### Data to process:

BEGIN

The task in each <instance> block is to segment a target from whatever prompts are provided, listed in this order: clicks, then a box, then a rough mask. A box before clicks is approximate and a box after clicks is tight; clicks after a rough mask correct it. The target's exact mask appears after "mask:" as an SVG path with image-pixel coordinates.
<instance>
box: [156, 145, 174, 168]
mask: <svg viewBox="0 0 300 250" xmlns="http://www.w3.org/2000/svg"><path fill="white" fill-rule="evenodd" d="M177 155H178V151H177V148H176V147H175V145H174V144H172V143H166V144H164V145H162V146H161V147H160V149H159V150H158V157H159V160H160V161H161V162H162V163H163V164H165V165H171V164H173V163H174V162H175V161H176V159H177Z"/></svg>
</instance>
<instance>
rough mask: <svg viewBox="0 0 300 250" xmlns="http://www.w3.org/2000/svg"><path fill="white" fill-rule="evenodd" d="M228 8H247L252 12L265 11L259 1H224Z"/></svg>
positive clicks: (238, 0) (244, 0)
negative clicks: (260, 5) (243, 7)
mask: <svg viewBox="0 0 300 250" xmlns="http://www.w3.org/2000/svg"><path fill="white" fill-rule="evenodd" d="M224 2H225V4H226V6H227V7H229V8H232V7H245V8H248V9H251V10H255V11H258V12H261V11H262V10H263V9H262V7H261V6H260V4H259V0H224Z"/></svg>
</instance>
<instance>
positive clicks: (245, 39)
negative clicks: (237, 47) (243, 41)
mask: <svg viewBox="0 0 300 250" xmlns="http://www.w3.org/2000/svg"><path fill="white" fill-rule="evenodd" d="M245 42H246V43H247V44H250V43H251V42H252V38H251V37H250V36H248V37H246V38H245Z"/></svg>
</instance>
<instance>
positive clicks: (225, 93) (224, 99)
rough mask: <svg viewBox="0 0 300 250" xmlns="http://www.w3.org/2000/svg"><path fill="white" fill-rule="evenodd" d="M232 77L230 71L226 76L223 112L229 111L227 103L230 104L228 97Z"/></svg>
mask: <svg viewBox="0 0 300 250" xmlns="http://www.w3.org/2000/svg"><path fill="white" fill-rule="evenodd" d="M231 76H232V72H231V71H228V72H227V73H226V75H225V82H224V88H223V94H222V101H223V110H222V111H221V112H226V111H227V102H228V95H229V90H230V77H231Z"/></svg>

END
BEGIN

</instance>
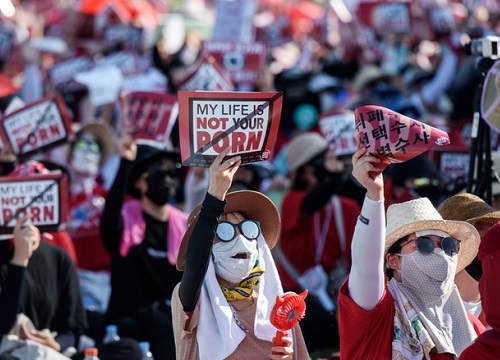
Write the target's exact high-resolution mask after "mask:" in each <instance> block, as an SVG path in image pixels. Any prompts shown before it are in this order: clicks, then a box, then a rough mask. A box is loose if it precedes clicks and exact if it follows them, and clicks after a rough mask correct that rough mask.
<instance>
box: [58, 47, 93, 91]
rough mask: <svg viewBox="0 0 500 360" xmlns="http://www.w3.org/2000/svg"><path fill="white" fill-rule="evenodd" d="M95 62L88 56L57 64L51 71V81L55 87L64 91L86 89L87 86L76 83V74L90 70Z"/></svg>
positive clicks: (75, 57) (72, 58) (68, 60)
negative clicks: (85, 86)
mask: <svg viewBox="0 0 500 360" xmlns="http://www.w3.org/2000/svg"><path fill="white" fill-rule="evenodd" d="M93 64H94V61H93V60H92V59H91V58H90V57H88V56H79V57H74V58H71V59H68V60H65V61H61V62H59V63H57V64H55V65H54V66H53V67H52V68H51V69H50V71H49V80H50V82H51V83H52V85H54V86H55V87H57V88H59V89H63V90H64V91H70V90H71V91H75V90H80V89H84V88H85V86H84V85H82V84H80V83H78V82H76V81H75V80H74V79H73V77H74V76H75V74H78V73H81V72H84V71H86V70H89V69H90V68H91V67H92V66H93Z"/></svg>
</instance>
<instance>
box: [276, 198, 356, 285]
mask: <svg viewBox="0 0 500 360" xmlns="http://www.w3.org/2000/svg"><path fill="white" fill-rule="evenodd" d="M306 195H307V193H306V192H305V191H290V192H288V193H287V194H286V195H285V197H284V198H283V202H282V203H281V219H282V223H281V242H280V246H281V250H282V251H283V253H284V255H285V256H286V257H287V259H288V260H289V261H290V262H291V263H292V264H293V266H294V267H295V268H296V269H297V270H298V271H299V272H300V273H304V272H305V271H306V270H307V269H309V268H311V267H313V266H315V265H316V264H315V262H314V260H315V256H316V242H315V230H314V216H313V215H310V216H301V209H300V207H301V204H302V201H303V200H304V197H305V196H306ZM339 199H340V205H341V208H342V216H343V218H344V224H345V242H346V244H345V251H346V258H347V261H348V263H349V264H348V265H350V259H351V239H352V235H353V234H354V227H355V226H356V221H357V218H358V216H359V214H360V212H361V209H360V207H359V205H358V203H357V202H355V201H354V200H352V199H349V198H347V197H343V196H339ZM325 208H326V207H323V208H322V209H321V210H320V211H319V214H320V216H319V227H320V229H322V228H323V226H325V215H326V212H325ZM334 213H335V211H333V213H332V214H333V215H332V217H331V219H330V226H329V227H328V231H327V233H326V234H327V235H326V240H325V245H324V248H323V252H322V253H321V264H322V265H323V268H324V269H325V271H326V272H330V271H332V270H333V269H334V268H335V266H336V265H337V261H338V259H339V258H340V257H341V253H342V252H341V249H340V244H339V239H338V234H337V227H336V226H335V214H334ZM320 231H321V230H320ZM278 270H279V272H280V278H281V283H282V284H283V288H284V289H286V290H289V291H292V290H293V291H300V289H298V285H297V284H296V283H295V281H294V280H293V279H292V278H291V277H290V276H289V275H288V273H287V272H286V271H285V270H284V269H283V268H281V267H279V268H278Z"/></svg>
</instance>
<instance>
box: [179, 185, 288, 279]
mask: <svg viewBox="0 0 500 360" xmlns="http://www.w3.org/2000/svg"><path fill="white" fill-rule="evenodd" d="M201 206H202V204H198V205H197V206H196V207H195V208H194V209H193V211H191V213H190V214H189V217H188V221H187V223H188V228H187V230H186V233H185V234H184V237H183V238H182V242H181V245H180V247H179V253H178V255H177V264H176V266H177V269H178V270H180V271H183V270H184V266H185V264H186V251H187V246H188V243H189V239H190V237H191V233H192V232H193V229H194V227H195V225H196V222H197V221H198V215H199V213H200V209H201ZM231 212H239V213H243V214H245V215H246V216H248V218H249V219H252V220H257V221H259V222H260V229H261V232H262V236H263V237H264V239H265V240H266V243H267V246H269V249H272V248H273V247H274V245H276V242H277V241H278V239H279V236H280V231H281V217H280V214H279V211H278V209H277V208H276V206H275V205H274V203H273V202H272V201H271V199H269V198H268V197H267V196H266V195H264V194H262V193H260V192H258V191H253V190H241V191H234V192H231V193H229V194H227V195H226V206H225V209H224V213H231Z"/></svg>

END

### Task requirements:
Show every line of the items above that contains the string "positive". Case counts.

### Expected answer:
positive clicks: (238, 0) (244, 0)
positive clicks: (245, 39)
positive clicks: (225, 93) (224, 99)
positive clicks: (75, 57) (72, 58) (68, 60)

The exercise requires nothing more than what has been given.